-- Material shown follows --
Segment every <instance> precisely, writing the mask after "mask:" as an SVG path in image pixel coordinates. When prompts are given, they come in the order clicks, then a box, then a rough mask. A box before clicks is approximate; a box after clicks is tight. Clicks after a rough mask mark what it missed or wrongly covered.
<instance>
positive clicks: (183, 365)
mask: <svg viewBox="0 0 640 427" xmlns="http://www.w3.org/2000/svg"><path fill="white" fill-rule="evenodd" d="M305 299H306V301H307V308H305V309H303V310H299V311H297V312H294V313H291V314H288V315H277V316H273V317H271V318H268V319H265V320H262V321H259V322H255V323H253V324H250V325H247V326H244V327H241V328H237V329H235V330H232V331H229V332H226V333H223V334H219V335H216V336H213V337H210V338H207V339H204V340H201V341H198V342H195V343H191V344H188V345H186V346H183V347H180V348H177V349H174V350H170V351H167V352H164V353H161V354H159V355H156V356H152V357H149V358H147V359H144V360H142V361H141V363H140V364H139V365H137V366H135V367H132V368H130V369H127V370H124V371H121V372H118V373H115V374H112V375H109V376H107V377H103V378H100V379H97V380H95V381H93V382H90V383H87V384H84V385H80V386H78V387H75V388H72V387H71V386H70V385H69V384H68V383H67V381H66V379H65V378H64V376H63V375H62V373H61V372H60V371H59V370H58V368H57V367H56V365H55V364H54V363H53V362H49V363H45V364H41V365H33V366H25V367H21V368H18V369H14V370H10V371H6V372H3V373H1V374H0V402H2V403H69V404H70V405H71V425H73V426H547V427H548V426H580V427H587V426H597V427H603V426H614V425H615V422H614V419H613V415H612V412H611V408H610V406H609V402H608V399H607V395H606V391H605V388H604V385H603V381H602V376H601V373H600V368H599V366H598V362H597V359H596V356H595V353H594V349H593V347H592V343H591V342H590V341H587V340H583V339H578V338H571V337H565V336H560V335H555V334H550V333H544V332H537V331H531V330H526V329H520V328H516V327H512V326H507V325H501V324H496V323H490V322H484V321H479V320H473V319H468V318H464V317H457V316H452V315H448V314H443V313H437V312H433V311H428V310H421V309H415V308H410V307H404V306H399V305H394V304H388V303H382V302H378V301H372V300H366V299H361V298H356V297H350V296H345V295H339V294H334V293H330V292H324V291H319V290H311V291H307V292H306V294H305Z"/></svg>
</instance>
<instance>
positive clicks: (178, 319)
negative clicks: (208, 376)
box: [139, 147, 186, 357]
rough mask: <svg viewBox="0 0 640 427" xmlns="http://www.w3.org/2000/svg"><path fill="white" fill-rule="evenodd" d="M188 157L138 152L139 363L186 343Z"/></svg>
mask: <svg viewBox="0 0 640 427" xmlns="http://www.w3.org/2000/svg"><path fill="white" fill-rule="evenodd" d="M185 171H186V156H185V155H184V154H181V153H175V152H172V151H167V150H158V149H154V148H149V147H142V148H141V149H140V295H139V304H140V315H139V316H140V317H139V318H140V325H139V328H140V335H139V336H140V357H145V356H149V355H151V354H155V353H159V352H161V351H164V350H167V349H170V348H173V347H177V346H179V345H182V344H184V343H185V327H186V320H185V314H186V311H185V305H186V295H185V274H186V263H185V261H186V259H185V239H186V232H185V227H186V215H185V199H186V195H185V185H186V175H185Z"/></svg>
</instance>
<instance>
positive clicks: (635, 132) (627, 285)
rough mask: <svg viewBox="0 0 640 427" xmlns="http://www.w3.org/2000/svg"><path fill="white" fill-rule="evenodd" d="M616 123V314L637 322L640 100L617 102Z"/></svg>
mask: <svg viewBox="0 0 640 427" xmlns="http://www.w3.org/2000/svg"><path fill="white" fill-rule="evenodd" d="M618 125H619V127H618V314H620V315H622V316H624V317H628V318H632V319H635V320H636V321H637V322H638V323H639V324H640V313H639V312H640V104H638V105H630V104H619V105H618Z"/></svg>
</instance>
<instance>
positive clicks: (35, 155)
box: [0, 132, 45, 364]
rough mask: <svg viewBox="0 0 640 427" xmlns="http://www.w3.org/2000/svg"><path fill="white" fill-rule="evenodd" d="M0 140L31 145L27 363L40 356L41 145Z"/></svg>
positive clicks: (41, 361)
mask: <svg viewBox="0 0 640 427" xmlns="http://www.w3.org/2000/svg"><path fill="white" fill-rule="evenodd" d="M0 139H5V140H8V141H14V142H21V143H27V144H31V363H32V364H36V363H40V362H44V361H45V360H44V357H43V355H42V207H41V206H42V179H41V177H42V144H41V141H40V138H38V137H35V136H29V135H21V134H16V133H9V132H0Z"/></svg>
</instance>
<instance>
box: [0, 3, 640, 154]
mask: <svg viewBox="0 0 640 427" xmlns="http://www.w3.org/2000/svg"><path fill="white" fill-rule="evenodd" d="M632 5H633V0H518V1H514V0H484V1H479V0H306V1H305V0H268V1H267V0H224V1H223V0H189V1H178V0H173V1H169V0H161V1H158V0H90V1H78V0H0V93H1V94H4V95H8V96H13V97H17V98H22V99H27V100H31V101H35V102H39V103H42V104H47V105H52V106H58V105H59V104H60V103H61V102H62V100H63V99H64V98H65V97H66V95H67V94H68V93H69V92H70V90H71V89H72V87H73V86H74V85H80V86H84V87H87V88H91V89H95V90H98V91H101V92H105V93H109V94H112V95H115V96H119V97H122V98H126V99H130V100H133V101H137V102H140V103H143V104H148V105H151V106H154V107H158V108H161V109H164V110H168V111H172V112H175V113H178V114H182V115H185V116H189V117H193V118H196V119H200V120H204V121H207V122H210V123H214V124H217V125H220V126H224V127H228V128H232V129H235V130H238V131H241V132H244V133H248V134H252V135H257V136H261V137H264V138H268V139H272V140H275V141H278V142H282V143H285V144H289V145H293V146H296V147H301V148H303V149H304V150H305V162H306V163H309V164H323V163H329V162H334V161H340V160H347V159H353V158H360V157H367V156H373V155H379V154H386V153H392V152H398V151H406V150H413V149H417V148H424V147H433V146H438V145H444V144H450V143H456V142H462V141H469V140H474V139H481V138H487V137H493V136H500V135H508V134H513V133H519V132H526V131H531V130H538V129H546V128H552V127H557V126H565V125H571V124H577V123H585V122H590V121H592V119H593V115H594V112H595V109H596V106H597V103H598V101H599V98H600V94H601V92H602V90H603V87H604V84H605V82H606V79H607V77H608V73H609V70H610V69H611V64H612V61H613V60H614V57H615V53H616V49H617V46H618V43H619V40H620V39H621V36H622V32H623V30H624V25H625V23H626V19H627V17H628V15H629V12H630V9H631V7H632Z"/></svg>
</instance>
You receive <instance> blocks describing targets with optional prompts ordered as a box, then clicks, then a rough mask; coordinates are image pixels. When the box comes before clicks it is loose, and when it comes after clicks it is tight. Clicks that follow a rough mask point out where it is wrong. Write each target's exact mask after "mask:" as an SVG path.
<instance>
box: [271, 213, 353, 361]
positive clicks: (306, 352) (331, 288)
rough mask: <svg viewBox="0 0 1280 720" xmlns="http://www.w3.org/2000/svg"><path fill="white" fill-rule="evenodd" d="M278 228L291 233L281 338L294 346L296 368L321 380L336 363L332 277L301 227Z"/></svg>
-- Material shown concluded --
Exercise requirements |
Reproduce, exactly, all the lines shown above.

Answer box |
Segment every <instance> precisely, writing the mask after "mask:" as an SVG path in image pixel coordinates. When prompts are given, they come in the order clicks, then a box, then a rough mask. A box before clicks is approximate; a box after clicks is tight. Clicks after a rough mask mark what it missed or wrongly covered.
<instance>
positive clicks: (183, 365)
mask: <svg viewBox="0 0 640 427" xmlns="http://www.w3.org/2000/svg"><path fill="white" fill-rule="evenodd" d="M305 299H306V301H307V308H305V309H303V310H299V311H297V312H294V313H291V314H288V315H277V316H273V317H271V318H268V319H265V320H262V321H259V322H255V323H253V324H250V325H247V326H244V327H241V328H237V329H235V330H232V331H229V332H226V333H223V334H219V335H216V336H213V337H210V338H207V339H204V340H201V341H198V342H195V343H191V344H188V345H186V346H183V347H180V348H177V349H174V350H170V351H167V352H164V353H161V354H159V355H156V356H152V357H149V358H147V359H144V360H142V361H141V363H140V364H139V365H137V366H135V367H132V368H130V369H127V370H124V371H121V372H118V373H115V374H112V375H109V376H107V377H103V378H100V379H97V380H95V381H93V382H90V383H87V384H84V385H80V386H78V387H75V388H72V387H71V386H70V385H69V384H68V383H67V381H66V379H65V378H64V376H63V375H62V373H61V372H60V371H59V370H58V368H57V367H56V365H55V364H54V363H53V362H49V363H45V364H41V365H33V366H25V367H21V368H18V369H14V370H10V371H6V372H3V373H1V374H0V402H2V403H69V404H70V405H71V425H73V426H547V427H548V426H580V427H587V426H597V427H603V426H614V425H615V422H614V419H613V415H612V412H611V408H610V406H609V402H608V399H607V395H606V391H605V388H604V385H603V381H602V376H601V373H600V368H599V366H598V362H597V359H596V356H595V353H594V349H593V347H592V343H591V342H590V341H587V340H583V339H578V338H571V337H565V336H560V335H555V334H550V333H544V332H537V331H531V330H526V329H520V328H516V327H512V326H507V325H501V324H496V323H490V322H484V321H479V320H473V319H468V318H464V317H457V316H452V315H448V314H443V313H437V312H433V311H428V310H421V309H415V308H410V307H404V306H399V305H394V304H388V303H382V302H378V301H372V300H366V299H361V298H356V297H350V296H345V295H339V294H334V293H330V292H324V291H319V290H311V291H307V292H306V294H305Z"/></svg>
</instance>
<instance>
positive clicks: (178, 319)
negative clicks: (208, 376)
box: [139, 147, 186, 357]
rough mask: <svg viewBox="0 0 640 427" xmlns="http://www.w3.org/2000/svg"><path fill="white" fill-rule="evenodd" d="M188 157L138 152L139 363L186 343Z"/></svg>
mask: <svg viewBox="0 0 640 427" xmlns="http://www.w3.org/2000/svg"><path fill="white" fill-rule="evenodd" d="M185 171H186V156H185V155H184V154H181V153H175V152H172V151H167V150H158V149H154V148H149V147H142V148H141V149H140V295H139V304H140V315H139V316H140V317H139V318H140V325H139V328H140V335H139V336H140V357H145V356H149V355H151V354H155V353H159V352H161V351H164V350H167V349H170V348H173V347H177V346H179V345H182V344H184V343H185V327H186V320H185V314H186V311H185V305H186V295H185V274H186V263H185V261H186V259H185V239H186V232H185V227H186V215H185V199H186V195H185V185H186V175H185Z"/></svg>
</instance>
<instance>
positive clicks: (635, 132) (627, 285)
rough mask: <svg viewBox="0 0 640 427" xmlns="http://www.w3.org/2000/svg"><path fill="white" fill-rule="evenodd" d="M616 123V314L637 322L640 100L617 102Z"/></svg>
mask: <svg viewBox="0 0 640 427" xmlns="http://www.w3.org/2000/svg"><path fill="white" fill-rule="evenodd" d="M618 125H619V127H618V314H620V315H622V316H624V317H628V318H632V319H635V320H636V321H637V322H638V323H639V324H640V313H639V312H640V104H638V105H630V104H619V105H618Z"/></svg>
</instance>
<instance>
positive clicks: (35, 155)
box: [0, 132, 45, 364]
rough mask: <svg viewBox="0 0 640 427" xmlns="http://www.w3.org/2000/svg"><path fill="white" fill-rule="evenodd" d="M0 140L31 145L27 363L40 356L41 145Z"/></svg>
positive clicks: (41, 361)
mask: <svg viewBox="0 0 640 427" xmlns="http://www.w3.org/2000/svg"><path fill="white" fill-rule="evenodd" d="M0 139H5V140H8V141H14V142H21V143H27V144H31V363H32V364H36V363H40V362H44V361H45V360H44V357H43V355H42V207H41V206H42V179H41V177H42V144H41V141H40V138H38V137H35V136H29V135H21V134H16V133H9V132H0Z"/></svg>
</instance>
<instance>
box: [0, 3, 640, 154]
mask: <svg viewBox="0 0 640 427" xmlns="http://www.w3.org/2000/svg"><path fill="white" fill-rule="evenodd" d="M632 5H633V0H518V1H514V0H484V1H479V0H306V1H305V0H268V1H267V0H224V1H223V0H189V1H178V0H173V1H169V0H161V1H158V0H90V1H78V0H0V93H1V94H4V95H8V96H13V97H17V98H22V99H27V100H31V101H35V102H39V103H42V104H47V105H52V106H58V105H59V104H60V103H61V102H62V100H63V99H64V98H65V97H66V95H67V94H68V93H69V92H70V90H71V89H72V87H73V86H74V85H80V86H84V87H87V88H91V89H95V90H98V91H101V92H105V93H109V94H112V95H115V96H119V97H122V98H126V99H130V100H133V101H137V102H140V103H143V104H148V105H151V106H154V107H158V108H161V109H164V110H168V111H172V112H175V113H178V114H182V115H185V116H189V117H193V118H196V119H200V120H204V121H207V122H210V123H214V124H217V125H220V126H224V127H228V128H232V129H235V130H238V131H241V132H244V133H248V134H252V135H257V136H261V137H264V138H268V139H272V140H275V141H278V142H282V143H285V144H289V145H293V146H296V147H301V148H303V149H304V150H305V162H306V163H309V164H323V163H329V162H334V161H340V160H347V159H353V158H360V157H367V156H373V155H379V154H386V153H392V152H398V151H406V150H413V149H417V148H424V147H433V146H438V145H444V144H450V143H456V142H462V141H469V140H474V139H481V138H487V137H493V136H500V135H508V134H513V133H519V132H526V131H531V130H538V129H546V128H552V127H557V126H565V125H571V124H577V123H585V122H590V121H592V119H593V115H594V112H595V109H596V106H597V103H598V101H599V98H600V94H601V92H602V90H603V87H604V84H605V82H606V79H607V77H608V73H609V70H610V69H611V64H612V61H613V60H614V57H615V53H616V49H617V46H618V43H619V40H620V39H621V36H622V32H623V30H624V25H625V23H626V19H627V17H628V15H629V12H630V9H631V7H632Z"/></svg>
</instance>
You receive <instance> blocks describing targets with optional prompts ordered as a box, then clicks, then a rough mask; coordinates are image pixels. When the box comes before clicks it is loose, and when it comes after clicks it is tight. Clicks that follow a rough mask point out where it is wrong. Write each target's exact mask after "mask:" as an SVG path.
<instance>
box: [271, 213, 353, 361]
positive clicks: (306, 352) (331, 288)
rough mask: <svg viewBox="0 0 1280 720" xmlns="http://www.w3.org/2000/svg"><path fill="white" fill-rule="evenodd" d="M278 228L291 233L281 338L294 346L296 368L321 380L336 363L332 277L301 227Z"/></svg>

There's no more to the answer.